### Exercise description
Rewrite the lines below, putting "occurrence" in place of "instance" and leaving everything else as it is.
↓
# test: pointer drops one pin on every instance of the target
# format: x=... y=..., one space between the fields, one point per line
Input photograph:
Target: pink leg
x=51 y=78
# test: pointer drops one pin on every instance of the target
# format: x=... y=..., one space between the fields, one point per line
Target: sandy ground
↑
### Task result
# test: pointer drops one pin on every occurrence of the target
# format: x=... y=..., one space between the fields, one point per line
Input photograph:
Target: pink leg
x=51 y=78
# test: pointer drops one pin on every occurrence of the target
# format: x=... y=..., one space between the fields, one point per line
Target: sandy ground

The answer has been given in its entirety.